## [GOAL A]
Reproduce the records below word for word, keeping every line as it appears.

## [PAGE TEXT]
··········
However, as the Texas Court of Criminal Appeals has recognized, "[t]he Fifth, Sixth, and Fourteenth Amendments to the United States Constitution guarantee the accused in a criminal prosecution the right to a 'meaningful opportunity to present a complete defense.'"Rogers v. State, 677 S.W.3d 705, 712 (Tex. Crim. App. 2023); see also Crane v. Kentucky, 476 U.S. 683, 690-91 (1986) (recognizing that the Constitution, through either the Due Process Clause of the Fourteenth Amendment or the Compulsory Process or Confrontation Clauses of the Sixth Amendment, "guarantee[] criminal defendants 'a meaningful opportunity to present a complete defense"'). In some instances, evidentiary rulings improperly excluding evidence can "rise to the level of denying [a defendant] the fundamental constitutional rights to present a meaningful defense." Wiley v. State, 74 S.W.3d 399, 405 (Tex. Crim. App. 2002) (quoting Potier v. State, 68 S.W.3d 657, 663- 65 (Tex. Crim. App. 2002) (holding that the exclusion of a defendant's evidence will be constitutional error only "if the evidence forms such a vital portion of the case that exclusion effectively precludes the defendant from presenting a defense")). To establish such a constitutional violation, the defendant must demonstrate that the trial court's ruling excluding the evidence was both erroneous and "effectively preclude[d] the defendant from presenting a defense." Rogers, 677 S.W.3d at 725 (citing Williams v. State, 273 S.W.3d 200, 232 (Tex. Crim. App. 2008)). In other words, the defendant must establish that the improperly excluded evidence went to the "heart of the defense." Id.

The Texas Court of Criminal Appeals provided examples of cases in which a defendant was denied his right to present a meaningful defense, including cases in which the defendant was denied the right to testify under oath; denied the right to present vital evidence of a co-defendant; denied the right to present vital, reliable hearsay evidence, combined with denial of the right to cross-examine a witness; and denied the right to testify to vital evidence about the defense. See Potier v. State, 68 S.W.3d 657, 665 (Tex. Crim. App. 2002) (citations omitted). As the court noted, these situations "effectively precluded" the defendants "from presenting a defense at all." Id.
··········
## [SUPPLIED ENTRIES]

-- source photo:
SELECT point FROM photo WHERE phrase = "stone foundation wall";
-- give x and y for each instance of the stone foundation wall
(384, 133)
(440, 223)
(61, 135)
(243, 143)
··········
## [GOAL B]
According to the passage on the right to present a defense, why do the situations drawn from Potier v. State count as denials of a meaningful defense?

## [EXPECTED OUTPUT A]
-- source photo:
SELECT point FROM photo WHERE phrase = "stone foundation wall";
-- give x and y for each instance of the stone foundation wall
(384, 133)
(440, 223)
(61, 135)
(243, 143)

## [EXPECTED OUTPUT B]
In each of those situations, a defendant was kept from testifying or from presenting vital evidence. The court noted that these situations "effectively precluded" the defendants "from presenting a defense at all."